Start of SOURCE INFORMATION
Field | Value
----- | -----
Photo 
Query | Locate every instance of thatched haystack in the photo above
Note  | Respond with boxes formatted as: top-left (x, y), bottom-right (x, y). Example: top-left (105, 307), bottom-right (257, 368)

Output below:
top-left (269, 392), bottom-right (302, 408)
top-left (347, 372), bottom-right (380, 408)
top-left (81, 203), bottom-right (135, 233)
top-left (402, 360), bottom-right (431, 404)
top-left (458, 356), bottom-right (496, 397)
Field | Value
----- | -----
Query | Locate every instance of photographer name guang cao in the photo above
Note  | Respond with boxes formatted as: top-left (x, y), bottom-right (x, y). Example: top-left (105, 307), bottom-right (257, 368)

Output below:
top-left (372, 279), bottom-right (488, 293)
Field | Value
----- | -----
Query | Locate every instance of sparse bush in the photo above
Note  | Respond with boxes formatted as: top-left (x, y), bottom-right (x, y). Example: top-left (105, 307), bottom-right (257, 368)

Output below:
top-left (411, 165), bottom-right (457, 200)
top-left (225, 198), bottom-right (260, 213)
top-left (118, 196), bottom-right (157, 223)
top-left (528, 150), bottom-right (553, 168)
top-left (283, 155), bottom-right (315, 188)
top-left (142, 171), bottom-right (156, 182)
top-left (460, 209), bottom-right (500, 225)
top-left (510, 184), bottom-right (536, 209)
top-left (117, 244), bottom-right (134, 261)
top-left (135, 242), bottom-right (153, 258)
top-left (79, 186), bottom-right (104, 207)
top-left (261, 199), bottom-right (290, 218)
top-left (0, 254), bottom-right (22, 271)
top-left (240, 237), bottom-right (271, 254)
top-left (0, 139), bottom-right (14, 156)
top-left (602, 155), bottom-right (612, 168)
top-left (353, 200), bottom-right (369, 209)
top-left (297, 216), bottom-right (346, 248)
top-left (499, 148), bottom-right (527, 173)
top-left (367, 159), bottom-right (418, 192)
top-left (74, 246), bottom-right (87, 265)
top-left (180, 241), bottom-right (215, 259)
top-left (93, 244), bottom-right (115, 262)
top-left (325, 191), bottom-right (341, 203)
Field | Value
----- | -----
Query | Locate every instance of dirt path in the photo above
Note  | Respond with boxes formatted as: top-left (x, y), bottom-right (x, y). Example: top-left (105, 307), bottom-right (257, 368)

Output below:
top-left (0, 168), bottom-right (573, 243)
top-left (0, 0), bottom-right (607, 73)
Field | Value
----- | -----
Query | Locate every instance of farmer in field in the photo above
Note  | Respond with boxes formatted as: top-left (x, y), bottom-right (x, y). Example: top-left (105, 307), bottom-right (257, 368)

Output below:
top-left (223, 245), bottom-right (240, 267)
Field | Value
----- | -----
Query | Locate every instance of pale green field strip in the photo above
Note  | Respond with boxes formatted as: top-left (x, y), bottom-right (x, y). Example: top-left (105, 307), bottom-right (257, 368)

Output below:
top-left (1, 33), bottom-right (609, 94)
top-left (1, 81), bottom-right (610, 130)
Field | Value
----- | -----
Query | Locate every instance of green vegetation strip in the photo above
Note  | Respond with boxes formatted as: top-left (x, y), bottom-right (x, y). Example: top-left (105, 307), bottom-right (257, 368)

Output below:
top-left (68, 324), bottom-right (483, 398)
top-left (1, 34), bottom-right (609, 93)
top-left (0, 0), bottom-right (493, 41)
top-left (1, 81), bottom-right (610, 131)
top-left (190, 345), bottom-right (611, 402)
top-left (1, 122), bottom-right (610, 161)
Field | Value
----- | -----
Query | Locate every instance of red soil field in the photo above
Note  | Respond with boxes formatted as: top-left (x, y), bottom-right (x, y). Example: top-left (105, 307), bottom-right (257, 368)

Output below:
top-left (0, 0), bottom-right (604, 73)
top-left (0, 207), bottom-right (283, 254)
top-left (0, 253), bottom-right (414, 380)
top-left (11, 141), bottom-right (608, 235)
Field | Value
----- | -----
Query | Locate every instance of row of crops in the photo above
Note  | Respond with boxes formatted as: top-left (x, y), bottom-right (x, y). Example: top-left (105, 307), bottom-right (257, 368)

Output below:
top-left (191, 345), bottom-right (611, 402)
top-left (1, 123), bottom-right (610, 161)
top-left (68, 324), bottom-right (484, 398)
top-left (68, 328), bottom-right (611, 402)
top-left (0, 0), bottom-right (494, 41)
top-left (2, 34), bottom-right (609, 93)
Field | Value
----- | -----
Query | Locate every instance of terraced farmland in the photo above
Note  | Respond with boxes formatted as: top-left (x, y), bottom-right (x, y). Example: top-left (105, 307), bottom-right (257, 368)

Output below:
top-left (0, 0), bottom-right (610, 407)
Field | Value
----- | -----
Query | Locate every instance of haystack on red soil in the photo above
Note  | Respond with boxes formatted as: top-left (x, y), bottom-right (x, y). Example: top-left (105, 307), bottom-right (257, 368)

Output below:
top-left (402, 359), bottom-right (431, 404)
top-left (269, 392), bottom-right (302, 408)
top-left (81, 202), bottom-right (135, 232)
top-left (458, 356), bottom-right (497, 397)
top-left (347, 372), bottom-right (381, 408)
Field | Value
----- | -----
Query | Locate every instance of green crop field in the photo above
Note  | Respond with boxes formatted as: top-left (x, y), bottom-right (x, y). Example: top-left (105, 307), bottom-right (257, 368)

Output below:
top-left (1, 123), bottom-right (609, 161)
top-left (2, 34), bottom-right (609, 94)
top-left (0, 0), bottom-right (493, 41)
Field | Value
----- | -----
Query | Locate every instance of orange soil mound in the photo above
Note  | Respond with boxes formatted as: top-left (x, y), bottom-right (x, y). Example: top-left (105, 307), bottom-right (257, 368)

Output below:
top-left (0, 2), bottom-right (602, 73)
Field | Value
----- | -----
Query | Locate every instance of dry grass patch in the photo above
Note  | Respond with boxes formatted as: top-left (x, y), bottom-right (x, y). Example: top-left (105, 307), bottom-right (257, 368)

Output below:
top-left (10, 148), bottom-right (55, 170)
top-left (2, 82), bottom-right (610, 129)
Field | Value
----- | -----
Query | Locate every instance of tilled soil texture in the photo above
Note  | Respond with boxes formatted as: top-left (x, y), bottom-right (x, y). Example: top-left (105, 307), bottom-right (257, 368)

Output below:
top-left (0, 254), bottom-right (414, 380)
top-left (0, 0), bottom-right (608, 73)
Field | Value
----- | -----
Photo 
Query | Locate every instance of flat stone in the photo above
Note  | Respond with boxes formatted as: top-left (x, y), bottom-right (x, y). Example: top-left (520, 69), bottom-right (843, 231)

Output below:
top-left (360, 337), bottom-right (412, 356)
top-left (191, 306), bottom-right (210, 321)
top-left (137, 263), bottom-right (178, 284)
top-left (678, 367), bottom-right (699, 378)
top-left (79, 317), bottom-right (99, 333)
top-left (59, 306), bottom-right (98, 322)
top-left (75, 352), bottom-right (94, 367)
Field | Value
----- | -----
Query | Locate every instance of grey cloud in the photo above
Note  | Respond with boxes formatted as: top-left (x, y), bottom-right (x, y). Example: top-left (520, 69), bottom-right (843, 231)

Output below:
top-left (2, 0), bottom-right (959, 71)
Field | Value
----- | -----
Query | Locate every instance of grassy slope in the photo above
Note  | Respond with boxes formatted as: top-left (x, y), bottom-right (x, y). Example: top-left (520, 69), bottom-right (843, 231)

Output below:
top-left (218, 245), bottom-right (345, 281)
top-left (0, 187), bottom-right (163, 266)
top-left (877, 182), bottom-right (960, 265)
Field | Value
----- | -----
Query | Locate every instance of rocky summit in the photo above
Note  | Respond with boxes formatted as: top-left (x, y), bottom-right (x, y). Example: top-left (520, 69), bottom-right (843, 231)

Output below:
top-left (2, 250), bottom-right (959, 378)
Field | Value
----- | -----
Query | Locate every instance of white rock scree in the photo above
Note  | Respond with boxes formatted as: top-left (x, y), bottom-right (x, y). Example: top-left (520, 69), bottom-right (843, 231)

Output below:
End of SOURCE INFORMATION
Copy each line from the records above that includes the string "strip".

Query | Locate every instance of pale green field strip in the photo above
Query | Locate every instance of green vegetation strip in the photo above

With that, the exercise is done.